## Parts of the exercise
[1] In the text on basal forebrain bursting neurons, write out the passage that begins with the words containing "Specifically, we have" and ends with "more accurate decision-making.".
[2] Write what comes next in the text on basal forebrain bursting neurons, starting after its final sentence.

## Quoted passage

========================================

The basal forebrain (BF) has long been recognized as a critical center for arousal and attention. However, traditional research has focused almost exclusively on cholinergic neurons, even though they account for only a small fraction of the BF population. Instead, our lab focuses on noncholinergic neurons, which are anatomically prominent yet functionally underexplored and often neglected in the literature.
Specifically, we have identified a unique population of “BF bursting neurons” that exhibit precise, phasic responses to rewards and reward-predicting stimuli. We believe these neurons represent the missing link in understanding how the brain rapidly amplifies cortical processing in the presence of reward-predicting and therefore attention-deserving stimuli. Our central hypothesis is that BF bursting neurons are a special subset of GABAergic neurons that rapidly enhance corticothalamic activity through a disinhibition mechanism and serve as a global gain modulation mechanism. By broadcasting rapid signals to the cortex and thalamus, these neurons facilitate the detection of behaviorally relevant targets, thereby driving faster and more accurate decision-making.
We ask whether BF bursting neurons act as a gain-control mechanism that selectively amplifies processing of behaviorally relevant stimuli. Using neural recordings and causal manipulations during attention tasks, we test how changes in BF bursting influence hit rate, reaction time, and the ability to sustain engagement. We also examine when this influence is strongest—especially during target identification—and whether the same circuit contributes to learning by promoting reward-seeking actions that accelerate the formation of new associations.

========================================

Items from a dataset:
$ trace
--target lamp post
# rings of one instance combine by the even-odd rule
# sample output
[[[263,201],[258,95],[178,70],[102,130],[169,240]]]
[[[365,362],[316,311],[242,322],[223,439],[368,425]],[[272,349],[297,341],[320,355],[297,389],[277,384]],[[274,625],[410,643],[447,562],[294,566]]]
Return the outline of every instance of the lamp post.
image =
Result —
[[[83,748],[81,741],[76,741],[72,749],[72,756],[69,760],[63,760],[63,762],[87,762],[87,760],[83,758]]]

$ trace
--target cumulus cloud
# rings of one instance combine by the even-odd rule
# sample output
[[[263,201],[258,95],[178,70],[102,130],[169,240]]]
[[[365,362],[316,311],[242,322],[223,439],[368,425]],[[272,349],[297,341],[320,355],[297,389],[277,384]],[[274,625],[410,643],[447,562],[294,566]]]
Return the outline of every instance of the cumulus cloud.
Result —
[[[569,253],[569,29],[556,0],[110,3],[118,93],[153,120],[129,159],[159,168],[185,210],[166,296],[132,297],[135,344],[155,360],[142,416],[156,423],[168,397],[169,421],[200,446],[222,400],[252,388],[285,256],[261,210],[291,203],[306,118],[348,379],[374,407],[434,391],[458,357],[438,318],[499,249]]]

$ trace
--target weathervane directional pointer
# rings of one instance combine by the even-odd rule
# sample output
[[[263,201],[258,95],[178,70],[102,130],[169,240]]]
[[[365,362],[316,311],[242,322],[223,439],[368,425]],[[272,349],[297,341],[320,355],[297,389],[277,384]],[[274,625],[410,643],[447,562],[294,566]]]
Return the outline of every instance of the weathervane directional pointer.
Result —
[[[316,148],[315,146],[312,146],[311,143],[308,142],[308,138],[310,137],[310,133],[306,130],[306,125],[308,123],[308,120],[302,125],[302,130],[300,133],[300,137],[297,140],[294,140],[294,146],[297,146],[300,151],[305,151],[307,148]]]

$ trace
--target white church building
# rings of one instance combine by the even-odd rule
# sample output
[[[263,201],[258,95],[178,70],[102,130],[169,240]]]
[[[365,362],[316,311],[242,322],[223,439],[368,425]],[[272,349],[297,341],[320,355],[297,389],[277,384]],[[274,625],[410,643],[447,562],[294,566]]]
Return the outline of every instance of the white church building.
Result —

========================================

## Solved tasks
[1]
Specifically, we have identified a unique population of “BF bursting neurons” that exhibit precise, phasic responses to rewards and reward-predicting stimuli. We believe these neurons represent the missing link in understanding how the brain rapidly amplifies cortical processing in the presence of reward-predicting and therefore attention-deserving stimuli. Our central hypothesis is that BF bursting neurons are a special subset of GABAergic neurons that rapidly enhance corticothalamic activity through a disinhibition mechanism and serve as a global gain modulation mechanism. By broadcasting rapid signals to the cortex and thalamus, these neurons facilitate the detection of behaviorally relevant targets, thereby driving faster and more accurate decision-making.

[2]
We investigate how BF bursting neurons are recruited in real time and whether midbrain dopamine (DA) neurons provide a major excitatory input that triggers bursting. Using dual-site recordings and optogenetic perturbations, we test the timing and causal direction of DA–BF coupling, and determine whether DA input is necessary and/or sufficient for BF bursting during behavior. More broadly, we aim to understand how reward-prediction signals might be transformed into an attentional gain-control signal.
A critical challenge is to define BF bursting neurons as a molecularly identifiable cell population. We use single-cell transcriptomic resources to identify candidate markers and validate them experimentally, enabling genetic access strategies to selectively record from and manipulate this population. These tools will support mechanistic tests of circuit function and provide a foundation for studying how the integrity of this cell type may be altered in disease-relevant contexts.
We ask how BF bursting neurons influence downstream circuits to enhance the signal-to-noise of attended information. Our working hypothesis is that BF outputs implement a disinhibitory “gating” mechanism within corticothalamic networks. We test this by mapping projections, recording downstream activity, and perturbing BF outputs while measuring changes in sensory representations and behavior.